SET EXERCISE: Reproduce the part of the potato lifting-chain text that begins at the words "Besides the shearing, the" and ends after "soil-crushing roller (ω₁).".

TEXT SEGMENT:
Shear force (F) was calculated by Equations (1) and (2):

(3)$F=\frac{({\omega }_{1}R-v_{1}cos\theta )J}{R^2}$

Besides the shearing, the potato-soil mixture was further impacted by thrust (${\displaystyle \sum F_x}$) upward following the chain surface. The equation of resultant force by complying with the linear velocity direction of the first-stage lifting chain for the calculation is written as.

(4)$\mathsf{\Sigma }{F}_x=(F+F_{f1})\cos \theta -G_1\sin \alpha -F_{f2}$

Equations (3) and (4) indicate that the shear force and thrust on the potato-soil mixture are correlated with the inclination angle of the lifting chain (α), the linear speed of the first-stage lifting chain (v₁), and the angular velocity of the soil-crushing roller (ω₁).

3.2. Parameters of First-Stage Lifting Chain and Kinetic Analyses during Bending Area

As presented in Figure 4a, the first-stage lifting chain consisted of a support wheel, chain rod, chain and sprocket, and its principal effects consisted of vibration, bending, sieving, and delivery. In this study, the length of the first-stage lifting chain was 980 mm (L₄), and a support wheel of 100 mm diameter (D₃) was mounted under the first-stage lifting chain to form a bulge-shaped domain on the upper chain surface. The angle of a front bulge of 4.26° (θ₂) and angle of behind bulge of 7.67° (θ₃)as indicated after the position of the support wheel was fixed. The chain rods of the lifting chain were arranged in equal spacing, and its principal effect was the sieving of small soil blocks during transportation. Accordingly, the separation efficacy was impacted by the gap between chain rods. As revealed from the field study, the diameter of winter potatoes during the harvest period in South China was generally more than 40 mm. For this reason, the diameter of the chain rod of 15 mm (D₂), the wheelbase of 50 mm (L₅), and the spacing of 35 mm (L₆) were set.

The first half of the potato-soil mixture hung due to a chain bulge formed by the support wheel when the potato soil mixture passed via the support wheel, and the potato-soil mixture was snapped by gravity at the point O. The force situation of the first half of the potato-soil mixture was sketched in Figure 4b.

DATA EXTRACT:
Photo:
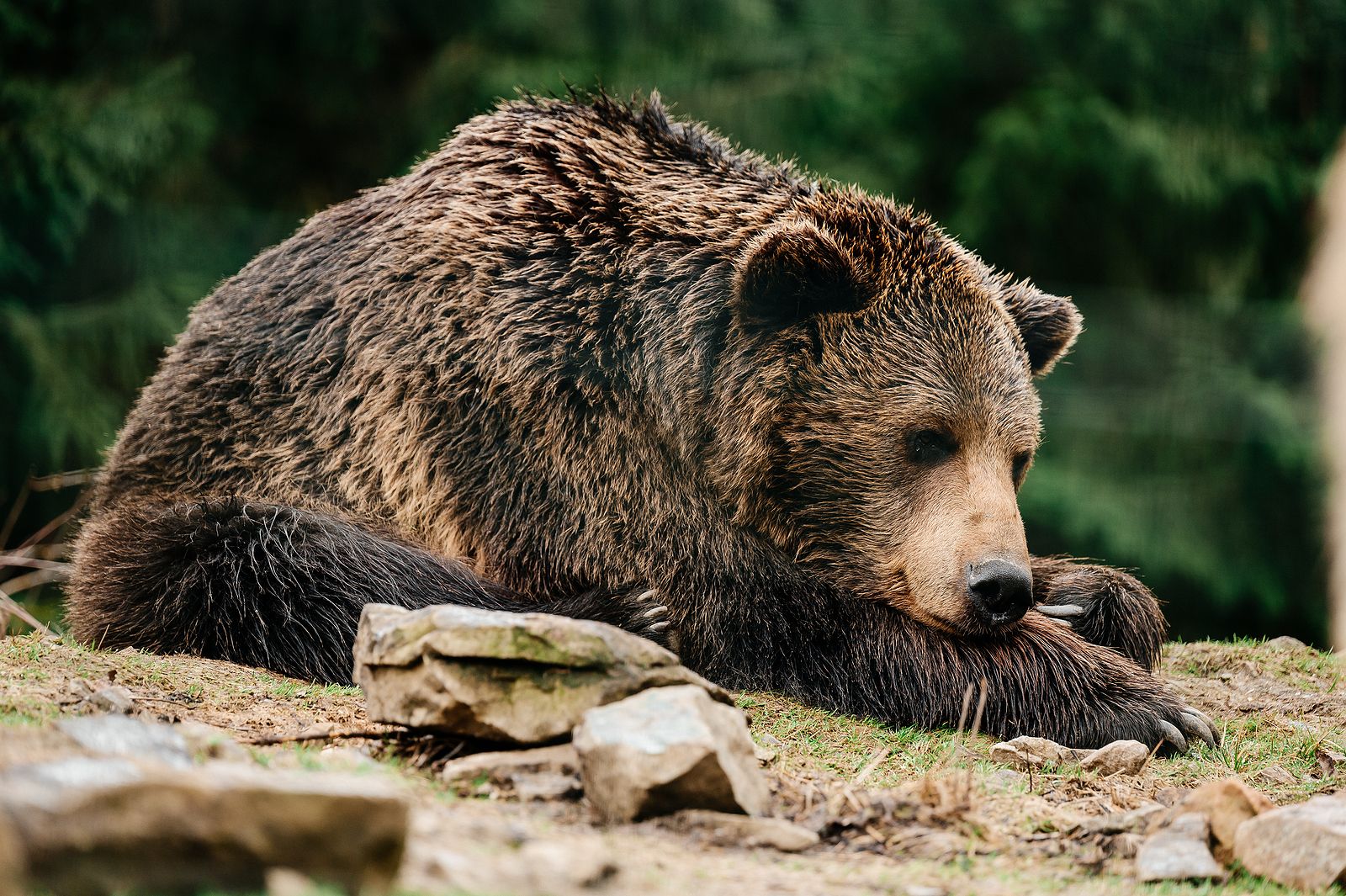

COMPLETED TASK:
Besides the shearing, the potato-soil mixture was further impacted by thrust (${\displaystyle \sum F_x}$) upward following the chain surface. The equation of resultant force by complying with the linear velocity direction of the first-stage lifting chain for the calculation is written as.

(4)$\mathsf{\Sigma }{F}_x=(F+F_{f1})\cos \theta -G_1\sin \alpha -F_{f2}$

Equations (3) and (4) indicate that the shear force and thrust on the potato-soil mixture are correlated with the inclination angle of the lifting chain (α), the linear speed of the first-stage lifting chain (v₁), and the angular velocity of the soil-crushing roller (ω₁).